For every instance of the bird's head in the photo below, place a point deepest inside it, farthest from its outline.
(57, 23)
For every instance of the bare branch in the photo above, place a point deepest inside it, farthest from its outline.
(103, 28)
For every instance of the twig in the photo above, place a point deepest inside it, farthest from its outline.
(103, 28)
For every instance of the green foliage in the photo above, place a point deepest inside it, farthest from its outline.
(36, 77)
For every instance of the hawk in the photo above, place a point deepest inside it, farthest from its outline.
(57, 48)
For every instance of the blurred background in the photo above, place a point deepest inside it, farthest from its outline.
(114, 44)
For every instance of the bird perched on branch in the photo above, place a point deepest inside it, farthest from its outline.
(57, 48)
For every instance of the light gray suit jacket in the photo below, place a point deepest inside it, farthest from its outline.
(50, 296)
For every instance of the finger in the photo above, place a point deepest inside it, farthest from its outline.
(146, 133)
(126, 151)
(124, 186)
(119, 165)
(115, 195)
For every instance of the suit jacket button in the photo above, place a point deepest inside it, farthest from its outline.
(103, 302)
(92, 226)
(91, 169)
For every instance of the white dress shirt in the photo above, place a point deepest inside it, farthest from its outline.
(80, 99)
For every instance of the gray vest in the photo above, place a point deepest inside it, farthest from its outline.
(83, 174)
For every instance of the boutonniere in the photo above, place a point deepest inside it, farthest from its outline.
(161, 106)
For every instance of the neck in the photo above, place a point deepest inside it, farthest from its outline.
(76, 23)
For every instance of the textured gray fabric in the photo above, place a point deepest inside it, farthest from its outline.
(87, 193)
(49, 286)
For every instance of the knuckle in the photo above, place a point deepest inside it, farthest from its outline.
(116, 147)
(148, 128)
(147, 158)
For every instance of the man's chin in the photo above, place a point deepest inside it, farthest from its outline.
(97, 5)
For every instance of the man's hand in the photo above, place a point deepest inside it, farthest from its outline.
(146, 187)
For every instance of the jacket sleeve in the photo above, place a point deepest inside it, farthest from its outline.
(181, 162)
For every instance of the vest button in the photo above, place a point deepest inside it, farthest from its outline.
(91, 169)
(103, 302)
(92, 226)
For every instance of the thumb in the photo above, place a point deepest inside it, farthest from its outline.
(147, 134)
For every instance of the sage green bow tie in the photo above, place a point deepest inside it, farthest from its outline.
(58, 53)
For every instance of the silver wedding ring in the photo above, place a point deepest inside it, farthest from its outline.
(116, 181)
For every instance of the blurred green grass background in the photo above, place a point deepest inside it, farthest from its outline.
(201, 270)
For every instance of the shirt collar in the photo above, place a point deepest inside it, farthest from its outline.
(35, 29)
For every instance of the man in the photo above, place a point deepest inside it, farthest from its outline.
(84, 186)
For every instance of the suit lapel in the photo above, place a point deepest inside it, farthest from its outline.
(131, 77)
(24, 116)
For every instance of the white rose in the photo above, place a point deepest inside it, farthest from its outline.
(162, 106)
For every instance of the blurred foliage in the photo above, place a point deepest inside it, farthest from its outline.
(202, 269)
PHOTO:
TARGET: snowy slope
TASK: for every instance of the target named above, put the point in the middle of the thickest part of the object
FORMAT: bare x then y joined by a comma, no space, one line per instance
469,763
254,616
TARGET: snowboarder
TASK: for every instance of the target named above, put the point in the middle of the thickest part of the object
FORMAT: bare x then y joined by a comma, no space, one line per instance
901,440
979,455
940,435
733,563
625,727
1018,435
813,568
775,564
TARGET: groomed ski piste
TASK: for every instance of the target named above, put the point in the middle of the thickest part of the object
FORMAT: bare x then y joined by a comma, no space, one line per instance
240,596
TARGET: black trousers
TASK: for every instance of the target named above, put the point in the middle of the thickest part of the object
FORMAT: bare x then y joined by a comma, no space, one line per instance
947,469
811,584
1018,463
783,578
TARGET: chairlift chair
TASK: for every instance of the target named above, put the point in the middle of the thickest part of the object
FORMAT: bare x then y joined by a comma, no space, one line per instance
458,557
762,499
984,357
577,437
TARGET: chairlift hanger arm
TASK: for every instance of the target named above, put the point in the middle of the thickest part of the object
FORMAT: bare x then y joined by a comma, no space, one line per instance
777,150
# # # # #
*TASK TO COMPLETE*:
Count of lines with the string "chairlift" in the material above: give that number only.

*OUTPUT FOR THIS TASK*:
2